*Work to do*. Transcribe the material below verbatim, from its first line through the line that contains "[329,135,406,197]", both ends included. Omit the pictures from your answer.

*Data listing*.
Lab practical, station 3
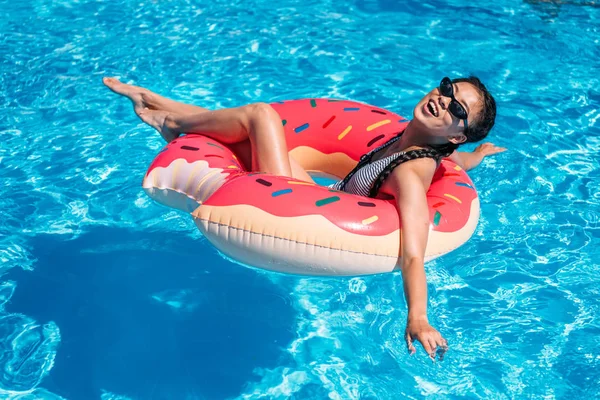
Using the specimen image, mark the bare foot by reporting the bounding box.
[102,78,160,118]
[136,108,180,143]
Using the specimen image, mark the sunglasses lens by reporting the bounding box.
[440,78,454,97]
[448,100,467,119]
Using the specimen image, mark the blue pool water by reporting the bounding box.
[0,0,600,400]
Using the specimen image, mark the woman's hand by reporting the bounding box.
[449,143,506,171]
[404,317,448,361]
[473,143,506,158]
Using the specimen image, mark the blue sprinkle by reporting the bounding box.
[455,182,475,189]
[294,123,308,133]
[271,189,292,197]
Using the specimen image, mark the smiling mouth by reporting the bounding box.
[425,100,440,118]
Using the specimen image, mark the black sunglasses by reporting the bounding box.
[440,76,469,131]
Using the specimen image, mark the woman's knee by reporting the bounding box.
[246,103,279,121]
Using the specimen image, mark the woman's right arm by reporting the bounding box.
[382,159,447,359]
[448,143,506,171]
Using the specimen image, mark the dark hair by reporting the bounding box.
[431,76,496,157]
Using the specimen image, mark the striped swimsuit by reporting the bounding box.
[329,135,406,197]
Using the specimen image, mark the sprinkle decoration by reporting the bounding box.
[288,181,315,186]
[433,211,442,226]
[271,189,292,197]
[256,178,273,187]
[362,215,379,225]
[358,201,375,207]
[294,122,309,133]
[315,196,340,207]
[206,142,225,151]
[367,135,385,147]
[367,119,392,132]
[323,115,335,129]
[454,182,475,189]
[338,125,352,140]
[444,193,462,204]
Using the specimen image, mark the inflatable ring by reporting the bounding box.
[143,99,479,275]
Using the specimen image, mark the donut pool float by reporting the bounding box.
[142,99,479,275]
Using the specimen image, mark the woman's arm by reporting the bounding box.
[382,159,447,359]
[448,143,506,171]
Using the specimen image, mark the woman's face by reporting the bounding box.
[413,82,482,144]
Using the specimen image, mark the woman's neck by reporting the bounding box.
[396,121,428,151]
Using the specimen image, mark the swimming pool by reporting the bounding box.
[0,0,600,400]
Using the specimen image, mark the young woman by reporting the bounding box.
[104,77,506,359]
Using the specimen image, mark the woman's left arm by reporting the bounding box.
[448,143,506,171]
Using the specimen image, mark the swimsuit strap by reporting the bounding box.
[369,149,443,197]
[339,131,404,191]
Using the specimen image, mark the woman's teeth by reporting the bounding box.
[427,100,438,117]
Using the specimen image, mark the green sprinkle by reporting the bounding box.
[315,196,340,207]
[433,211,442,226]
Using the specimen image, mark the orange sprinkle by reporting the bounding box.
[338,125,352,140]
[367,119,392,131]
[288,181,315,186]
[444,193,462,204]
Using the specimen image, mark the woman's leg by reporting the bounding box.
[102,78,210,114]
[103,78,313,182]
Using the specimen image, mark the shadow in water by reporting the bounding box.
[7,227,294,400]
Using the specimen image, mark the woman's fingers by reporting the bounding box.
[427,335,438,361]
[404,332,417,355]
[475,143,506,156]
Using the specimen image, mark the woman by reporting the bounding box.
[104,77,506,359]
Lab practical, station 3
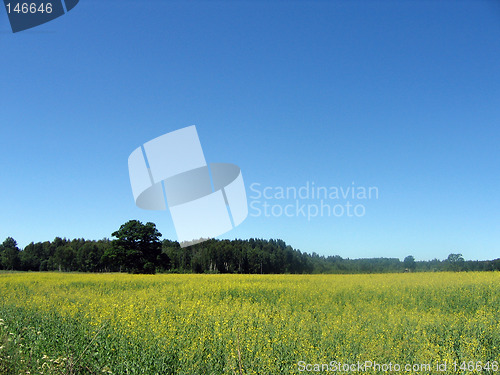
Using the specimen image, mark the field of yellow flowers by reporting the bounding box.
[0,272,500,374]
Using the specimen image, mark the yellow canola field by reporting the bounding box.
[0,272,500,374]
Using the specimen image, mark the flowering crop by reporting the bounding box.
[0,272,500,374]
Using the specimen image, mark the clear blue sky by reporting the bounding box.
[0,0,500,260]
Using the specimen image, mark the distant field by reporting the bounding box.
[0,272,500,374]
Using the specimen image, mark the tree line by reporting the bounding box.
[0,220,500,274]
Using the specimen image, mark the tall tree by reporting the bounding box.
[0,237,21,270]
[105,220,161,273]
[403,255,417,272]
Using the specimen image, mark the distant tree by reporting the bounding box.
[104,220,161,273]
[403,255,417,272]
[446,253,465,271]
[0,237,21,270]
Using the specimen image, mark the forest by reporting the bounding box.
[0,220,500,274]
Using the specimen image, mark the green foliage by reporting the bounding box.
[0,220,500,274]
[105,220,161,273]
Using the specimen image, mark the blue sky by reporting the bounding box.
[0,0,500,260]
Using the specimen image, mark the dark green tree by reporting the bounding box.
[104,220,161,273]
[446,253,465,272]
[0,237,21,270]
[403,255,417,272]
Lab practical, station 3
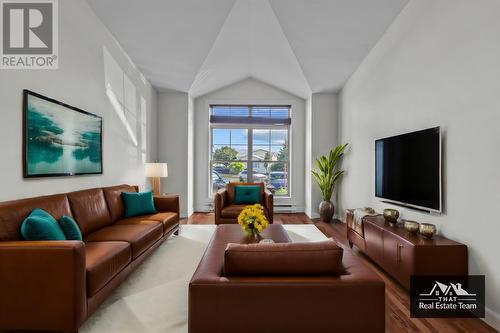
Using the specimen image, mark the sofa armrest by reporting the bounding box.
[264,189,274,223]
[214,188,229,224]
[0,241,87,331]
[154,194,180,214]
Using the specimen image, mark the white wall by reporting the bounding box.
[305,93,339,218]
[158,92,192,216]
[340,0,500,329]
[0,0,156,200]
[194,78,305,211]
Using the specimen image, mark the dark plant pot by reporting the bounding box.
[319,201,335,222]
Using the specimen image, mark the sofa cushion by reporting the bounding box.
[68,188,111,236]
[85,242,132,297]
[221,205,268,218]
[21,208,66,241]
[122,191,157,217]
[85,223,163,259]
[58,215,83,240]
[115,215,161,225]
[0,194,71,241]
[148,212,179,234]
[224,240,344,276]
[116,212,179,234]
[102,185,137,223]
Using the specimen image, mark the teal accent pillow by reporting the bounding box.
[21,208,66,240]
[59,215,83,240]
[234,185,261,205]
[122,192,157,217]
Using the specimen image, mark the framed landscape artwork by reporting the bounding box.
[23,90,102,178]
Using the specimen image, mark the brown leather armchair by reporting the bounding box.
[214,182,274,224]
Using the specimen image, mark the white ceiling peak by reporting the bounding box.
[87,0,408,98]
[189,0,311,98]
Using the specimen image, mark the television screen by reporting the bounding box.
[375,127,441,212]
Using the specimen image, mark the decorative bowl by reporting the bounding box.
[384,208,399,225]
[418,223,436,239]
[405,220,420,233]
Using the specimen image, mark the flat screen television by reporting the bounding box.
[375,127,442,213]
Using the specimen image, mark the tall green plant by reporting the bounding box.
[312,143,348,201]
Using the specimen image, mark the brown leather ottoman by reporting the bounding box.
[188,225,385,333]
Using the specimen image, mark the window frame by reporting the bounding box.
[208,104,292,199]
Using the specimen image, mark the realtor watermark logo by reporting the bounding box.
[0,0,59,69]
[410,275,485,318]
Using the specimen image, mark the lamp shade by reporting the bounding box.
[146,163,168,178]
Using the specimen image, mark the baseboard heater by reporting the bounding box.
[274,204,297,213]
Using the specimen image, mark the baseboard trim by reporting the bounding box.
[483,308,500,331]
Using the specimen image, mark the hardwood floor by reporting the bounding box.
[181,213,497,333]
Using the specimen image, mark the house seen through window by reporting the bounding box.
[210,105,291,196]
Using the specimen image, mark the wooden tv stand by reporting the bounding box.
[346,210,468,290]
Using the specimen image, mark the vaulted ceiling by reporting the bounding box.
[87,0,408,98]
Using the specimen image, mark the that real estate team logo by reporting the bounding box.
[0,0,59,69]
[410,275,485,318]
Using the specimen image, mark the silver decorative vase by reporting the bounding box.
[319,201,335,222]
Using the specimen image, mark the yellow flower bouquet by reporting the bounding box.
[238,204,269,236]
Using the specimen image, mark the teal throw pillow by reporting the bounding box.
[21,208,66,240]
[234,185,261,205]
[59,215,83,240]
[122,192,157,217]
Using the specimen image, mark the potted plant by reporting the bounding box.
[312,143,348,222]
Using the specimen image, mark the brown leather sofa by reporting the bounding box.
[188,224,385,333]
[214,182,274,224]
[0,185,179,332]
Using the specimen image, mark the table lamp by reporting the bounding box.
[146,163,168,195]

*Result below*.
Lab practical, station 3
Using the specimen image, mark the bare foot by reporting the bounding box.
[102,78,160,118]
[136,108,180,143]
Using the specimen image, mark the sunglasses lens by reporting the bounding box.
[440,78,454,97]
[448,100,467,119]
Using the specimen image, mark the blue pool water by reporting the bounding box.
[0,0,600,400]
Using the specimen image, mark the woman's hand by reporting the bounding box.
[449,143,506,171]
[404,317,448,361]
[473,143,506,158]
Using the specimen image, mark the blue sprinkle by reporting the bounding box.
[455,182,475,189]
[294,123,308,133]
[271,189,292,197]
Using the specimen image, mark the smiling mouth by reporting the bounding box.
[425,100,440,118]
Using the specimen image, mark the black sunglasses by reporting the bounding box.
[440,76,469,131]
Using the specimen image, mark the woman's knee by reporting the bounding box.
[246,103,279,121]
Using the specimen image, mark the woman's right arm by reporting the bounding box.
[382,159,447,359]
[448,143,506,171]
Using the specimen image, mark the dark hair by reporting the bounding box.
[431,76,496,157]
Using the specimen image, mark the striped swimsuit by reporting the bounding box.
[329,135,406,197]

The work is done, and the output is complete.